-- SUPPLIED MATERIAL follows --
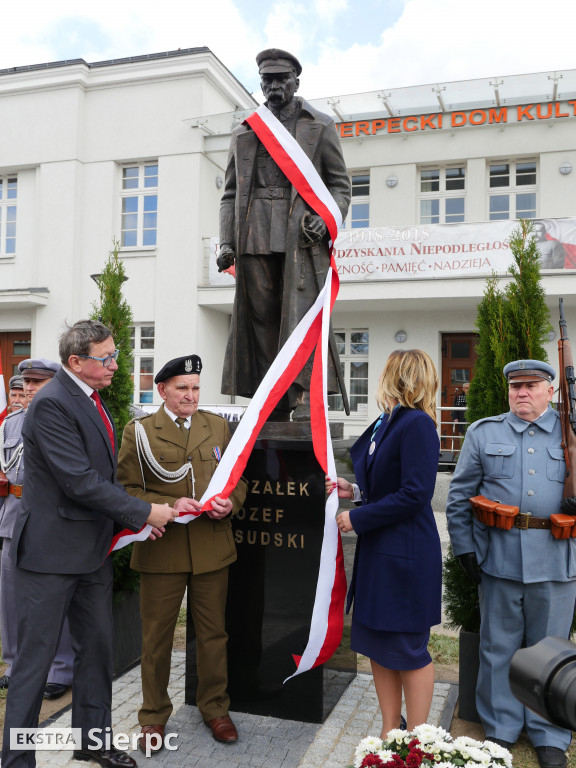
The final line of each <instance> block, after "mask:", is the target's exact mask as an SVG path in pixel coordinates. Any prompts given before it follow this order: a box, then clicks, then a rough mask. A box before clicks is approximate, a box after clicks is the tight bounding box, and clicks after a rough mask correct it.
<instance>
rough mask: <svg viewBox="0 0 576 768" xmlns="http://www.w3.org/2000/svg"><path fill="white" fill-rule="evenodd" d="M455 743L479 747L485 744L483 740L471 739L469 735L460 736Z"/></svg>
mask: <svg viewBox="0 0 576 768" xmlns="http://www.w3.org/2000/svg"><path fill="white" fill-rule="evenodd" d="M454 744H455V745H456V746H458V747H459V748H464V747H477V748H478V749H481V748H482V746H483V744H482V742H481V741H477V740H476V739H471V738H470V737H469V736H458V737H457V738H456V739H454Z"/></svg>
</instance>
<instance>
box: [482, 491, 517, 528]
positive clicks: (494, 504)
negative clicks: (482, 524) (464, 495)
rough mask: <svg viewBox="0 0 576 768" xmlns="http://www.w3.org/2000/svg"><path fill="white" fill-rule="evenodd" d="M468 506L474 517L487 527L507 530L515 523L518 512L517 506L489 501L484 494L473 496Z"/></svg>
mask: <svg viewBox="0 0 576 768" xmlns="http://www.w3.org/2000/svg"><path fill="white" fill-rule="evenodd" d="M470 506H471V507H472V513H473V515H474V517H475V518H476V519H477V520H478V521H479V522H481V523H484V525H487V526H488V527H489V528H500V529H501V530H503V531H509V530H510V528H512V526H513V525H514V523H515V520H516V518H517V516H518V513H519V512H520V508H519V507H513V506H512V505H510V504H501V503H500V502H499V501H490V499H487V498H486V497H485V496H473V497H472V498H471V499H470Z"/></svg>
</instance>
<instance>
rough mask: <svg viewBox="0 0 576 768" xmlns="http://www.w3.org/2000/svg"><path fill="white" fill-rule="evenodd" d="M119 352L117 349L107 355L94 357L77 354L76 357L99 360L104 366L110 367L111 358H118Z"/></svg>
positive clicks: (105, 367) (89, 355)
mask: <svg viewBox="0 0 576 768" xmlns="http://www.w3.org/2000/svg"><path fill="white" fill-rule="evenodd" d="M119 354H120V350H119V349H117V350H116V351H115V352H114V354H113V355H107V357H94V355H78V357H87V358H89V359H90V360H100V362H101V363H102V365H103V366H104V368H110V366H111V365H112V360H118V355H119Z"/></svg>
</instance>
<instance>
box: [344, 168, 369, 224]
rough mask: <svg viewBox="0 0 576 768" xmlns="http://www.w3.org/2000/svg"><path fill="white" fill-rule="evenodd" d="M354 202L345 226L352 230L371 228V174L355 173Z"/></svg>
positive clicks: (354, 175) (353, 175)
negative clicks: (352, 229)
mask: <svg viewBox="0 0 576 768" xmlns="http://www.w3.org/2000/svg"><path fill="white" fill-rule="evenodd" d="M350 180H351V181H352V202H351V204H350V210H349V211H348V217H347V219H346V223H345V224H344V226H349V227H351V228H352V229H360V228H361V227H369V226H370V174H369V172H368V171H364V172H362V173H353V174H352V176H351V177H350Z"/></svg>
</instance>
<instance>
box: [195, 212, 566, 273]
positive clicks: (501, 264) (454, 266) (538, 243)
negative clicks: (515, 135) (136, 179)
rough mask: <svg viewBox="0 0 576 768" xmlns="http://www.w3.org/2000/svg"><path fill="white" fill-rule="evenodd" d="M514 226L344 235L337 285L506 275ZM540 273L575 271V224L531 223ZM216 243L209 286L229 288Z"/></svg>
-- SUPPLIED MATERIAL concluded --
Word for word, copy all the entries above, but with no pictures.

ANSWER TO THIS PROBLEM —
The final line of each <instance> block, after "mask:", is the target's exact mask as an SVG path in pixel coordinates. Any prompts given before it follow this order: a box, then clicks, then a rough mask. A box before clicks is approximate, a box after clicks is the tight bounding box, and clicks after a rough mask correct it.
<instance>
rough mask: <svg viewBox="0 0 576 768" xmlns="http://www.w3.org/2000/svg"><path fill="white" fill-rule="evenodd" d="M455 743L479 747L485 744L483 740L471 739L469 735L460 736Z"/></svg>
mask: <svg viewBox="0 0 576 768" xmlns="http://www.w3.org/2000/svg"><path fill="white" fill-rule="evenodd" d="M454 744H455V745H456V746H458V747H459V748H464V747H477V748H478V749H481V748H482V746H483V744H482V742H481V741H477V740H476V739H471V738H470V737H469V736H458V737H457V738H456V739H454Z"/></svg>
</instance>
<instance>
box: [482, 491, 517, 528]
positive clicks: (494, 504)
negative clicks: (482, 524) (464, 495)
rough mask: <svg viewBox="0 0 576 768" xmlns="http://www.w3.org/2000/svg"><path fill="white" fill-rule="evenodd" d="M468 506L474 517L487 527L507 530L515 523L518 512L517 506L489 501L484 494L473 496Z"/></svg>
mask: <svg viewBox="0 0 576 768" xmlns="http://www.w3.org/2000/svg"><path fill="white" fill-rule="evenodd" d="M470 506H471V507H472V513H473V515H474V517H475V518H476V519H477V520H478V521H479V522H481V523H484V525H487V526H488V527H489V528H500V529H501V530H503V531H509V530H510V528H512V526H513V525H514V523H515V520H516V518H517V516H518V513H519V512H520V508H519V507H513V506H512V505H510V504H501V503H500V502H499V501H490V499H487V498H486V497H485V496H473V497H472V498H471V499H470Z"/></svg>
</instance>
<instance>
rough mask: <svg viewBox="0 0 576 768" xmlns="http://www.w3.org/2000/svg"><path fill="white" fill-rule="evenodd" d="M119 352L117 349L107 355L94 357L77 354L76 357L99 360L104 366L110 367L111 358H118Z"/></svg>
positive clicks: (105, 367) (89, 355)
mask: <svg viewBox="0 0 576 768" xmlns="http://www.w3.org/2000/svg"><path fill="white" fill-rule="evenodd" d="M119 354H120V350H119V349H117V350H116V351H115V352H114V354H113V355H107V357H94V355H78V357H87V358H89V359H90V360H100V362H101V363H102V365H103V366H104V368H110V366H111V365H112V360H118V355H119Z"/></svg>
</instance>
<instance>
box: [344, 168, 369, 224]
rough mask: <svg viewBox="0 0 576 768" xmlns="http://www.w3.org/2000/svg"><path fill="white" fill-rule="evenodd" d="M354 202L345 226L352 230L371 228V174L355 173Z"/></svg>
positive clicks: (354, 175) (353, 175)
negative clicks: (352, 229)
mask: <svg viewBox="0 0 576 768" xmlns="http://www.w3.org/2000/svg"><path fill="white" fill-rule="evenodd" d="M350 180H351V181H352V202H351V204H350V210H349V211H348V217H347V219H346V223H345V224H344V226H349V227H351V228H352V229H360V228H361V227H369V226H370V174H369V172H368V171H364V172H362V173H353V174H352V176H351V177H350Z"/></svg>
</instance>
<instance>
box: [195, 212, 566, 273]
positive clicks: (501, 264) (454, 266) (538, 243)
negative clicks: (515, 135) (136, 179)
rough mask: <svg viewBox="0 0 576 768" xmlns="http://www.w3.org/2000/svg"><path fill="white" fill-rule="evenodd" d="M514 226L344 235L337 285L506 275ZM540 273L575 271V224L531 223ZM216 243L209 286L229 288Z"/></svg>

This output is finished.